Reading passage:
*** Begin section ***

Hacker News new | ask | show | jobs
by dmcginty 1973 days ago
To expand on what you're saying, there's a big difference between "I don't like X" and "X is bad". I've never been much of a wine person. It's not without trying. I've had everything from cheap boxed Franzia to a several hundred dollar bordeaux (that was totally wasted on me). I took a wine class where I was given samples and explicitly told "this is what good wine tastes like". I don't dislike wine and I don't think wine is bad, but the 10% of wine that is good doesn't appeal to me that much.
3 comments

The thing about wine is, if you don’t physiologically have tons of fungiform papillae on your tongue (ie super taster) you’ll never appreciate the nuances in wine. If you’re a non-taster wine is pretty much wasted on you for sure and you should seek out enjoying food with regard to texture rather than flavor. So it very well may be that it’s not even a matter of preference, but a matter of nature.
This is equivalent of "if you don't have enough muscle fibers of specific type in your legs - you'll never win the Olympics". While it is probably true, it doesn't mean you can't run just for fun with friends or play football with colleagues or do a ton of other physical activities.

Taste can be trained, and to surprising extent. Any person without tasting apparatus injuries may learn to evaluate wine and distinguish good $10 bottle from bad $50 one in a blind tasting.

I don't know if I'm a super taster, but I am a huge fan of other beverages, alcoholic or not. I collect Scotch, rare beers, meads, and I used to help organize a liquor tasting/sharing group. I can definitely understand wine tasting notes - I may not be able to tell a vintage by taste but I can tell different styles of reds apart. I just don't think I like wine that much, which I'd assert is a preference.
How do you know if you have it? When trying different wines all I can notice is how strong the alcohol tastes. The same thing about vodka and other stronger drinks. I can notice change of flavor in beer and food more or less fine.

*** End section ***

Data shown:
*** Begin section ***

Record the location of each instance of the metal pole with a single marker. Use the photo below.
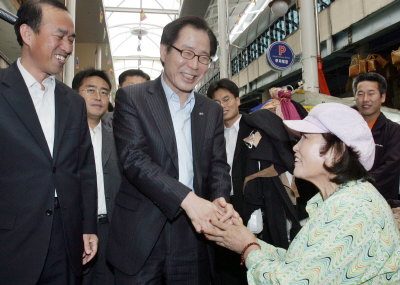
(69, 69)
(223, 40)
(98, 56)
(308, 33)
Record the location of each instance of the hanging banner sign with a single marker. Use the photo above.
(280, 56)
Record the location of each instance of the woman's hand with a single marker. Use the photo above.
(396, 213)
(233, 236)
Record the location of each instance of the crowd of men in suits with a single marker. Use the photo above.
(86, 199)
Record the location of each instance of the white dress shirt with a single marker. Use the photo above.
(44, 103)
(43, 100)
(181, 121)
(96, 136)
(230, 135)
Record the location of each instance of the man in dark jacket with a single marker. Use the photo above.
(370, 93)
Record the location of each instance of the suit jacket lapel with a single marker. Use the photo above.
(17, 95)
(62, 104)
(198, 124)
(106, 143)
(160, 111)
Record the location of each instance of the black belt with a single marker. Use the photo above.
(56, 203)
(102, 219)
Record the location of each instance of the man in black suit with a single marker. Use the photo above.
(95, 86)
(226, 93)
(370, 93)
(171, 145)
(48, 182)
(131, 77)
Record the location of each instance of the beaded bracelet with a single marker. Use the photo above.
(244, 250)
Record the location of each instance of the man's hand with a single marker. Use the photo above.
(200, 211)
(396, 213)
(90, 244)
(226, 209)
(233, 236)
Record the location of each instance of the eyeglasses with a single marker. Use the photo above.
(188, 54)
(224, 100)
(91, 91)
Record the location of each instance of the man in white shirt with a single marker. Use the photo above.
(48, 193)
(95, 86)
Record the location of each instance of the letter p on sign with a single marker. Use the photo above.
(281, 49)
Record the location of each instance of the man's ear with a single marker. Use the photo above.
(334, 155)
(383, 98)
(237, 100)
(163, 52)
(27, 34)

*** End section ***

Required work:
Print the Hacker News thread on wine tasting again in full, word for word, from the header line through the last comment.

Reply:
Hacker News new | ask | show | jobs
by dmcginty 1973 days ago
To expand on what you're saying, there's a big difference between "I don't like X" and "X is bad". I've never been much of a wine person. It's not without trying. I've had everything from cheap boxed Franzia to a several hundred dollar bordeaux (that was totally wasted on me). I took a wine class where I was given samples and explicitly told "this is what good wine tastes like". I don't dislike wine and I don't think wine is bad, but the 10% of wine that is good doesn't appeal to me that much.
3 comments

The thing about wine is, if you don’t physiologically have tons of fungiform papillae on your tongue (ie super taster) you’ll never appreciate the nuances in wine. If you’re a non-taster wine is pretty much wasted on you for sure and you should seek out enjoying food with regard to texture rather than flavor. So it very well may be that it’s not even a matter of preference, but a matter of nature.
This is equivalent of "if you don't have enough muscle fibers of specific type in your legs - you'll never win the Olympics". While it is probably true, it doesn't mean you can't run just for fun with friends or play football with colleagues or do a ton of other physical activities.

Taste can be trained, and to surprising extent. Any person without tasting apparatus injuries may learn to evaluate wine and distinguish good $10 bottle from bad $50 one in a blind tasting.

I don't know if I'm a super taster, but I am a huge fan of other beverages, alcoholic or not. I collect Scotch, rare beers, meads, and I used to help organize a liquor tasting/sharing group. I can definitely understand wine tasting notes - I may not be able to tell a vintage by taste but I can tell different styles of reds apart. I just don't think I like wine that much, which I'd assert is a preference.
How do you know if you have it? When trying different wines all I can notice is how strong the alcohol tastes. The same thing about vodka and other stronger drinks. I can notice change of flavor in beer and food more or less fine.